**DIRECTIVE**
Copy the following items character for character, leaving out nothing and changing nothing.
-*-
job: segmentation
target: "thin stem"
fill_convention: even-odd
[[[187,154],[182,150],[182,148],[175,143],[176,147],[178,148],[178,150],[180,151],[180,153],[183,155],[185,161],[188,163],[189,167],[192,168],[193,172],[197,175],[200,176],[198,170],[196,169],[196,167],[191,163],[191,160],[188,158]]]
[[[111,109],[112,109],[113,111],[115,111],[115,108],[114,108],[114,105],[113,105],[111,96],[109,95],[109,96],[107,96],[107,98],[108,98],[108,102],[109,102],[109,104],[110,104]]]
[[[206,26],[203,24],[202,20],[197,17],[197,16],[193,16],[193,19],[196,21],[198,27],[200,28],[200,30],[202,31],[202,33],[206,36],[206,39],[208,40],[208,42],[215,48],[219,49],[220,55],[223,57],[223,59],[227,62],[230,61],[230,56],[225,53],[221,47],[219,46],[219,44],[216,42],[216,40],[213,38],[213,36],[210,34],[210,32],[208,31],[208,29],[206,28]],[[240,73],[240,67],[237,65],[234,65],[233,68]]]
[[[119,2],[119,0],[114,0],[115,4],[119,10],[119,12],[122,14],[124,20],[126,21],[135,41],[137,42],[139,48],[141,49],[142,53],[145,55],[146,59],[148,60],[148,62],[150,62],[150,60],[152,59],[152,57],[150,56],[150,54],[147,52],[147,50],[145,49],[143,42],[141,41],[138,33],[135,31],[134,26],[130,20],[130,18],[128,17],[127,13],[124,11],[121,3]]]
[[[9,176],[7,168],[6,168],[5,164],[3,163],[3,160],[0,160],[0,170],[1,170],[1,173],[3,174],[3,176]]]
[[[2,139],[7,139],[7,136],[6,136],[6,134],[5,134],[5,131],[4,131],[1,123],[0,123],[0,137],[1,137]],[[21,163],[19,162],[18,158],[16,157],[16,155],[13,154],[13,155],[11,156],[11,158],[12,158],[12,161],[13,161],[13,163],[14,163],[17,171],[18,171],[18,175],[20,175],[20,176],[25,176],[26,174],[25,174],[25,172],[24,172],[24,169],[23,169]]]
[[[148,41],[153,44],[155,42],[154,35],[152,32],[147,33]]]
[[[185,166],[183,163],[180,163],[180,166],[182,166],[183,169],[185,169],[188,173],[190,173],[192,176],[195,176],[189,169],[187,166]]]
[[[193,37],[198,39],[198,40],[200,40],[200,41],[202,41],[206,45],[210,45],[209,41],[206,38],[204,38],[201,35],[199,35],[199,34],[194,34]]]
-*-
**ANSWER BELOW**
job: segmentation
target: "thin stem"
fill_convention: even-odd
[[[187,154],[182,150],[182,148],[175,143],[176,147],[178,148],[178,150],[180,151],[180,153],[183,155],[185,161],[188,163],[189,167],[192,168],[193,172],[197,175],[200,176],[198,170],[196,169],[196,167],[191,163],[191,160],[188,158]]]
[[[111,109],[112,109],[113,111],[115,111],[115,108],[114,108],[114,105],[113,105],[111,96],[109,95],[109,96],[107,96],[107,98],[108,98],[108,102],[109,102],[109,104],[110,104]]]
[[[206,26],[203,24],[202,20],[197,17],[197,16],[193,16],[193,19],[196,21],[198,27],[200,28],[200,30],[202,31],[202,33],[206,36],[206,39],[208,40],[208,42],[215,48],[219,49],[220,55],[223,57],[223,59],[227,62],[230,61],[230,56],[225,53],[221,47],[219,46],[219,44],[216,42],[216,40],[213,38],[213,36],[210,34],[210,32],[208,31],[208,29],[206,28]],[[240,73],[240,67],[237,65],[234,65],[233,68]]]
[[[119,2],[119,0],[114,0],[115,4],[119,10],[119,12],[122,14],[124,20],[126,21],[135,41],[137,42],[139,48],[141,49],[142,53],[145,55],[146,59],[148,60],[148,62],[150,62],[150,60],[152,59],[152,57],[150,56],[150,54],[147,52],[147,50],[145,49],[143,42],[141,41],[138,33],[135,31],[134,26],[130,20],[130,18],[128,17],[127,13],[124,11],[121,3]]]
[[[9,176],[7,168],[6,168],[5,164],[3,163],[3,160],[0,160],[0,170],[1,170],[1,173],[3,174],[3,176]]]
[[[2,139],[7,139],[7,136],[6,136],[6,134],[5,134],[5,131],[4,131],[1,123],[0,123],[0,137],[1,137]],[[21,163],[19,162],[18,158],[16,157],[16,155],[13,154],[13,155],[11,156],[11,158],[12,158],[12,161],[13,161],[13,163],[14,163],[17,171],[18,171],[18,175],[20,175],[20,176],[25,176],[26,174],[25,174],[25,172],[24,172],[24,169],[23,169]]]
[[[148,41],[153,44],[155,42],[154,35],[152,32],[147,33]]]
[[[185,166],[183,163],[180,163],[180,166],[182,166],[183,169],[185,169],[188,173],[190,173],[192,176],[195,176],[189,169],[187,166]]]
[[[193,37],[198,39],[198,40],[200,40],[200,41],[202,41],[206,45],[210,45],[209,41],[206,38],[204,38],[201,35],[199,35],[199,34],[194,34]]]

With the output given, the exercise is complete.